__Activity__
The expected response is the entire set of entries, copied exactly.

__Supplied records__

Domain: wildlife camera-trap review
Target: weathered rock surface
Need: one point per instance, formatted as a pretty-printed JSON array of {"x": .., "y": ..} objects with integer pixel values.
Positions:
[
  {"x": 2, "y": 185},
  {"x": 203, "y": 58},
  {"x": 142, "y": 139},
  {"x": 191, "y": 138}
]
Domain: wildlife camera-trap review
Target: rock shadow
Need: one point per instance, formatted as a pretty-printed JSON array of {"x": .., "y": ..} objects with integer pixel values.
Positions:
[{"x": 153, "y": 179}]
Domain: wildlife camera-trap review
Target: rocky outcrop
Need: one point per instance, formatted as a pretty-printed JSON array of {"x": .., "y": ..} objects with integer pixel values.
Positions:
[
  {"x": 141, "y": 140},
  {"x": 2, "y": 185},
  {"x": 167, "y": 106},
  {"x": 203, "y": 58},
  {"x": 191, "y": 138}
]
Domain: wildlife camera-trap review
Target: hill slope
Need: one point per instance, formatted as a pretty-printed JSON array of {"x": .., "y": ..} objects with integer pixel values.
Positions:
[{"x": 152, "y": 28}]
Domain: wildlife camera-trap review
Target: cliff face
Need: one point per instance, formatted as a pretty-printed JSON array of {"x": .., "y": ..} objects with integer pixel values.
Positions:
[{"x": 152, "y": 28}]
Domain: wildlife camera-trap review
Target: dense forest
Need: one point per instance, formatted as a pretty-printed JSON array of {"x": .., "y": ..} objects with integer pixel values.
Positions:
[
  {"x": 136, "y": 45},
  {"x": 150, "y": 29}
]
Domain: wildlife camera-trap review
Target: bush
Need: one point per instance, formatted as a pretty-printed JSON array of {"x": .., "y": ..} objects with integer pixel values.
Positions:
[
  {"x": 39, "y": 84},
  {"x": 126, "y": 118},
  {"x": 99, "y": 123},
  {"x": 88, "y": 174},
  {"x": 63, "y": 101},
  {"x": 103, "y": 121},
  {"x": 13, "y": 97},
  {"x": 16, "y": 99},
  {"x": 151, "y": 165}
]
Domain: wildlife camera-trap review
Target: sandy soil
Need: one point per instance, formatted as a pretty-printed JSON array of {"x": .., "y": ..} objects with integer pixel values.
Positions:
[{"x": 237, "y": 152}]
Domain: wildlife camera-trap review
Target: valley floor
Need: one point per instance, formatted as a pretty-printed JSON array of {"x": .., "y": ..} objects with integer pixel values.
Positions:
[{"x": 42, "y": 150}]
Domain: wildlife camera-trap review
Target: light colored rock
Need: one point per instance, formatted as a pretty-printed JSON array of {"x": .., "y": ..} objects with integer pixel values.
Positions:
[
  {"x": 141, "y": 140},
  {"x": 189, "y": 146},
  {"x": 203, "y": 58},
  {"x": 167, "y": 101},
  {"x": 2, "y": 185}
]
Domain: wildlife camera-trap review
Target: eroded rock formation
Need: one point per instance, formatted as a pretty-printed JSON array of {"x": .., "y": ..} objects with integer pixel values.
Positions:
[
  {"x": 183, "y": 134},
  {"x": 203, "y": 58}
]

__Output of the task__
Domain: wildlife camera-trap review
Target: weathered rock surface
Need: one point per instance, formatted as a pretty-printed JSON array of {"x": .., "y": ..} objects with integer pixel values.
Positions:
[
  {"x": 2, "y": 185},
  {"x": 203, "y": 58},
  {"x": 142, "y": 139},
  {"x": 191, "y": 138}
]
Domain: wildlife camera-trap review
Target: rock shadow
Need: one point per instance, formatted as a pretty-printed JSON array of {"x": .., "y": ..} objects with integer pixel values.
Positions:
[{"x": 153, "y": 179}]
Domain: wildlife camera-trap review
Target: rocky outcrop
Need: one point per instance, formatted as a pretty-printed JSON array of {"x": .., "y": ..} objects with integer pixel values.
Positions:
[
  {"x": 141, "y": 140},
  {"x": 2, "y": 185},
  {"x": 167, "y": 106},
  {"x": 203, "y": 58},
  {"x": 191, "y": 138}
]
Domain: wildlife camera-trap review
Target: hill slope
Need: one point per instance, formatted as a pretty-printed JSON array of {"x": .., "y": ..} objects with integer pixel values.
Positions:
[{"x": 152, "y": 28}]
Domain: wildlife camera-trap review
Target: cliff face
Need: one point per instance, formatted as a pretty-printed JSON array of {"x": .., "y": ..} objects with integer pixel values.
Positions:
[{"x": 152, "y": 28}]
Domain: wildlife camera-trap review
Target: dense forest
Need: one point per instance, formatted as a pretty-printed JSON array of {"x": .., "y": ..} objects with integer pixel values.
Positions:
[
  {"x": 136, "y": 45},
  {"x": 150, "y": 29}
]
Domain: wildlife camera-trap review
Target: bush
Need: one point per instance, formatted as a pretty-printed JSON array of {"x": .., "y": ..} objects with integer pixel values.
Positions:
[
  {"x": 39, "y": 84},
  {"x": 126, "y": 118},
  {"x": 99, "y": 123},
  {"x": 88, "y": 174},
  {"x": 63, "y": 101},
  {"x": 103, "y": 121},
  {"x": 13, "y": 97},
  {"x": 16, "y": 99},
  {"x": 151, "y": 165}
]
Domain: wildlife camera-trap review
Target: sandy soil
Need: one point per instance, formatted as a pretty-printed JSON array of {"x": .., "y": ..} objects with integer pixel values.
Positions:
[{"x": 237, "y": 152}]
Domain: wildlife camera-trap review
Target: valley floor
Need: one point per instance, formatted as a pretty-printed JSON array of {"x": .., "y": ..} objects with integer pixel values.
Positions:
[{"x": 42, "y": 150}]
Domain: wildlife camera-trap review
Target: light colored rock
Need: one point per instance, formatted as a pretty-printed JSON array of {"x": .., "y": ..} objects with integer pixel values.
Positions:
[
  {"x": 141, "y": 140},
  {"x": 189, "y": 146},
  {"x": 203, "y": 58},
  {"x": 167, "y": 101},
  {"x": 2, "y": 185}
]
Domain: wildlife camera-trap review
Target: eroded rock formation
Need: one point per instance, formatted as a pretty-printed JSON array of {"x": .., "y": ..} objects with integer pixel values.
Positions:
[
  {"x": 183, "y": 134},
  {"x": 203, "y": 58}
]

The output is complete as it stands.